**DOCUMENT TEXT**.
================================
Sometimes a column will simply hijack itself.
For instance, this week I sat down to write about one of my pet peeves: overconfidence.
Overconfidence, whether it’s issuing from the mouth of a salesman (“‘Toyota’ means ‘reliability’ in Japanese!”), a dentist (“Worst case, you’ll feel a pin-prick!”), or an oil executive (“Off-shore drilling couldn’t be safer!”) drives me nuts.
I even lined up one of my favorite quotations from Mark Twain to help make my case:
“It ain’t so much the things we don’t know that get us into trouble. It’s the things we know that just ain’t so.”
I’ve always loved that quotation. Wrong-headedness, the stubborn attachment to a false idea or opinion, is at the root of so much human misery.
There’s only one problem. I seem to have been somewhat overconfident that Mark Twain actually said it.
I try to be careful about attributions. I mean, part of a writer’s job is to steal liberally from his predecessors. Literary larceny can be artful, crude, or even unconscious, but the least you can do for your victim is to try to give him proper credit.
But the deeper I looked into Twain’s famous quotation, the more suspicious I became. “The things we know that just ain’t so” has been faithfully quoted by speakers and writers for decades, but I couldn’t find a single reliable reference to a speech or written work by Mark Twain.
================================
(Spatial annotation records)
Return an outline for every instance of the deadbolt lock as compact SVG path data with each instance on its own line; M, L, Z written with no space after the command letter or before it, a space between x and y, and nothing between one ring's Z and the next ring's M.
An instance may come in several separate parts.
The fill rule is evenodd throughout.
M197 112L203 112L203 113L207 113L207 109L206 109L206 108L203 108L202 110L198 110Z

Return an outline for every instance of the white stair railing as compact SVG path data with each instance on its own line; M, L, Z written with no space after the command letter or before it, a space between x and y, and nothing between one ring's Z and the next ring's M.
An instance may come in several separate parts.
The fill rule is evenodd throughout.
================================
**WRITTEN REQUEST 1**. In the column on overconfidence, what does the writer say is at the root of so much human misery?
**WRITTEN REQUEST 2**. Pick up the column on overconfidence after its final sentence and carry it forward.

**RESPONSE 1**. Wrong-headedness, the stubborn attachment to a false idea or opinion.

**RESPONSE 2**.
At least one other writer — a much more thorough one, to boot — had gone sleuthing in this vein before me. Ralph Keyes, in his 2006 barn-burner, The Quote Verifier: Who Said What, Where, and When, tried to trace the famous aphorism back to Twain but ran into a dead end.
His conclusion? Twain didn’t say it at all, although he seems to have, uh, appropriated it and made it much more clunky: “It isn’t so astonishing the things that I can remember, as the number of things I can remember that aren’t so.”
The true originator was none other than Twain’s rival, the second most famous humorist and lecturer of the day, Josh Billings.
Josh who? If he was so famous, why hadn’t I ever heard of him?
Turns out that Josh Billings, the pen name of Henry Wheeler Shaw, was a huge hit in the mid-19th century, although history hasn’t been quite as kind to him as it has been to Twain. Perhaps his single greatest contribution to the American language was his popularization of the phrase, “The squeaky wheel gets the grease,” which Billings made into an official idiom with this bad little poem:
“I hate to be a kicker,
I always long for peace,
But the wheel that does the squeaking,
Is the one that gets the grease.”
A “kicker,” in the parlance of the time, was a complainer. I hate to be something of a kicker myself, but much of Billings’s work is forgettable, in the vein of this awkward witticism:
“It strains a man’s philosophy the worst kind to laugh when he gets beat.”
Or, perhaps, to laugh at a lousy aphorism.
But Billings did have his moments. For instance, this seeming oxymoron, shot through with truth:
“There is no revenge so complete as forgiveness.”
I like that one very much.
Aside from penning some not-very-funny one-liners, Billings specialized in writing comedy in torturously misspelled backwoods dialect. Twain did this, too, most famously in The Adventures of Huckleberry Finn, which shattered conventions of spelling and grammar in order to be true to the regional voices he’d heard as a boy.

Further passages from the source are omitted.